STATED EXERCISE A =>
Reproduce the passage on quiet places in London, beginning at the words "The classic Londoner’s" and stopping after "fun to explore.", with "haphazard" renamed to "disorderly".
STATED EXERCISE B =>
Extend the passage on quiet places in London past its final sentence.

SELECTION =>
________________

The classic Londoner’s lament – usually felt when boarding the same bus as an entire class of primary school students or braving the sweaty crush of the Central Line in mid-July – is that peace and tranquillity could be yours only if you got out of the city. But you don’t actually have to travel that far for a bit of peace and quiet if you know where to look.
Unlike other cities with their fancy-pants grid systems and forward planning, London’s haphazard history – it was abandoned as a city in 410AD and only started growing 900 years later – has created plenty of unexpected micro-pockets of calm. It’s less ordered, but it’s also a lot of fun to explore.
With the city’s population forever on the rise, the quest to find places that allow you to draw a breath and get a bit of respite from the relentless onslaught has never been more important. There are tons to choose from, but here’s our pick of the best.

________________

DATASET EXTRACT =>
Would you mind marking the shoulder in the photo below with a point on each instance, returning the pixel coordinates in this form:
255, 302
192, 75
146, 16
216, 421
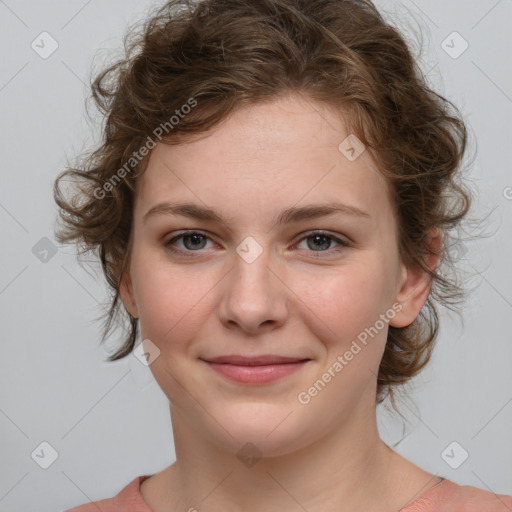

________________

TASK RESULT A =>
The classic Londoner’s lament – usually felt when boarding the same bus as an entire class of primary school students or braving the sweaty crush of the Central Line in mid-July – is that peace and tranquillity could be yours only if you got out of the city. But you don’t actually have to travel that far for a bit of peace and quiet if you know where to look.
Unlike other cities with their fancy-pants grid systems and forward planning, London’s disorderly history – it was abandoned as a city in 410AD and only started growing 900 years later – has created plenty of unexpected micro-pockets of calm. It’s less ordered, but it’s also a lot of fun to explore.

TASK RESULT B =>
Ten totally zen places in London
Most people cite Richmond Park as the best place for pastoral tranquillity, except it’s not particularly quiet what with tons of joggers and everyone else in London having the same idea. Bushy Park, which is a short distance from Hampton Court station or a bus from Kingston, is far wilder, has way more deer, and there’s a mile-long tree-lined avenue designed by Christopher Wren, punctuated by a massive eighteenth-century statue of the Roman goddess Diana. The water garden is possibly the best spot for solitude, tucked away from the crowds, where the only noise you’ll hear are ducks flapping their wings in the spray.
London is filled with meditation centres or places to get crafty and creative, but rarely both in one place. Holdspace is a light-filled space dotted with plants, for workshops and classes ranging from things like mindful hot chocolate meditation to bullet journal workshops. They also have a little pocket of outdoor space that they call a healing garden, where people can volunteer and do a spot of gardening if they want to.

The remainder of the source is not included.